- [Set task]
Copy the whole listing below line for line, without changing a single character.

** START OF Data for processing **

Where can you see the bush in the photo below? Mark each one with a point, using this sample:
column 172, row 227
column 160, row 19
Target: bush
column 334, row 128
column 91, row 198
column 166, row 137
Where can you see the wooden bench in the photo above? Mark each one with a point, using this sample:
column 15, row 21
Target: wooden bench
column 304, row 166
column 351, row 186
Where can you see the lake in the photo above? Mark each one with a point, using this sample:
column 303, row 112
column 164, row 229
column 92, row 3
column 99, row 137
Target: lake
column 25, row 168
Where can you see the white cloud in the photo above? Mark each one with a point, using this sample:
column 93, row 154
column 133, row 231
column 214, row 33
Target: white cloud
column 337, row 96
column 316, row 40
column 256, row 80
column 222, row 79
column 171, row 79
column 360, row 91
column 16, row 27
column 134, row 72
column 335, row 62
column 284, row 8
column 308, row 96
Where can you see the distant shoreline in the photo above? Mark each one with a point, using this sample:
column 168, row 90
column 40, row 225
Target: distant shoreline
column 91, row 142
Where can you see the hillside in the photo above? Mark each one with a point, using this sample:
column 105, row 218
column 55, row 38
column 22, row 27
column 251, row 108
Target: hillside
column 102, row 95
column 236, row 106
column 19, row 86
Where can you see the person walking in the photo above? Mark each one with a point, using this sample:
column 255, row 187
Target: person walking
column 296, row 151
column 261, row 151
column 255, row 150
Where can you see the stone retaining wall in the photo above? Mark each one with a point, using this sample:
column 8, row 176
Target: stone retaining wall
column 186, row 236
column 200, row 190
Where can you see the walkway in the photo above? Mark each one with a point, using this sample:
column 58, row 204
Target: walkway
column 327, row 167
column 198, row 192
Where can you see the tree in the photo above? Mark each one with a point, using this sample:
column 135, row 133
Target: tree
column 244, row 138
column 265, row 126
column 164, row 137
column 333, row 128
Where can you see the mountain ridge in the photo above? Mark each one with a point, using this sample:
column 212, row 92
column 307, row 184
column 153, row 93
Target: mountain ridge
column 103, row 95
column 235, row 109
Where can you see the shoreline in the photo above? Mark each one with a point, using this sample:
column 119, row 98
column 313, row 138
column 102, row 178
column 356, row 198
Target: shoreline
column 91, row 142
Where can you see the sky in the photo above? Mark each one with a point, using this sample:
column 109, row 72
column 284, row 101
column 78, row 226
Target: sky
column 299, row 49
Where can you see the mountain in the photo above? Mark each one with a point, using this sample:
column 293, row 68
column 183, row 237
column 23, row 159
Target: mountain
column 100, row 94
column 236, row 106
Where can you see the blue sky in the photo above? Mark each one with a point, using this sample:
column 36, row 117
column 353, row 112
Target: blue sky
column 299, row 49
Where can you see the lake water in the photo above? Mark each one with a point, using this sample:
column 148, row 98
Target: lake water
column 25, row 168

** END OF Data for processing **

- [Exercise solution]
Where can you see the bush in the photo below? Mark each one with a point, using this sample:
column 172, row 227
column 160, row 19
Target: bush
column 334, row 128
column 91, row 198
column 166, row 137
Where can you see the wooden bench in the photo above? Mark each one with a point, using this sample:
column 15, row 21
Target: wooden bench
column 304, row 166
column 351, row 186
Where can you see the lake in the photo above? Mark each one with a point, using this sample:
column 303, row 112
column 164, row 229
column 92, row 3
column 99, row 137
Target: lake
column 25, row 168
Where can you see the white cloud in the photo above? Mark each one with a point, using this sample:
column 93, row 154
column 133, row 231
column 214, row 33
Target: white cloud
column 337, row 96
column 316, row 40
column 256, row 80
column 222, row 79
column 171, row 79
column 360, row 91
column 16, row 27
column 134, row 72
column 335, row 62
column 284, row 8
column 308, row 96
Where can you see the distant shoreline in the photo above? Mark each one with a point, using this sample:
column 168, row 90
column 40, row 225
Target: distant shoreline
column 91, row 142
Where can you see the hillside in the photo above? Mark each one with a point, using this sample:
column 105, row 218
column 55, row 38
column 22, row 27
column 251, row 108
Target: hillside
column 102, row 95
column 236, row 106
column 19, row 86
Where can you see the person walking in the photo above? Mark each one with a point, using this sample:
column 255, row 187
Target: person walking
column 296, row 151
column 261, row 151
column 255, row 150
Where can you see the stone retaining wall in the photo above? Mark each one with a point, using this sample:
column 8, row 176
Target: stone retaining wall
column 186, row 236
column 200, row 190
Where can you see the walkway in the photo above? Mark each one with a point, using this sample:
column 58, row 204
Target: walkway
column 327, row 167
column 198, row 192
Where can you see the tree in the photo above? Mark each one with a point, using this sample:
column 135, row 133
Target: tree
column 244, row 138
column 265, row 126
column 164, row 137
column 333, row 128
Where can you see the mountain ridge in the photo above? Mark each one with a point, using this sample:
column 212, row 92
column 307, row 184
column 153, row 93
Target: mountain ridge
column 103, row 95
column 235, row 109
Where can you see the shoreline in the photo above? Mark each one with a point, using this sample:
column 119, row 98
column 313, row 138
column 102, row 178
column 356, row 198
Target: shoreline
column 91, row 142
Where can you see the sky in the photo above? Mark each one with a point, using this sample:
column 109, row 72
column 284, row 101
column 78, row 226
Target: sky
column 299, row 49
Where can you see the mountain in the photo above? Mark each one with a point, using this sample:
column 293, row 68
column 183, row 237
column 23, row 159
Target: mountain
column 100, row 94
column 236, row 106
Where can you see the blue sky in the photo above? Mark each one with a point, using this sample:
column 36, row 117
column 353, row 112
Target: blue sky
column 299, row 49
Where can you see the lake water in the photo above? Mark each one with a point, using this sample:
column 148, row 98
Target: lake water
column 25, row 168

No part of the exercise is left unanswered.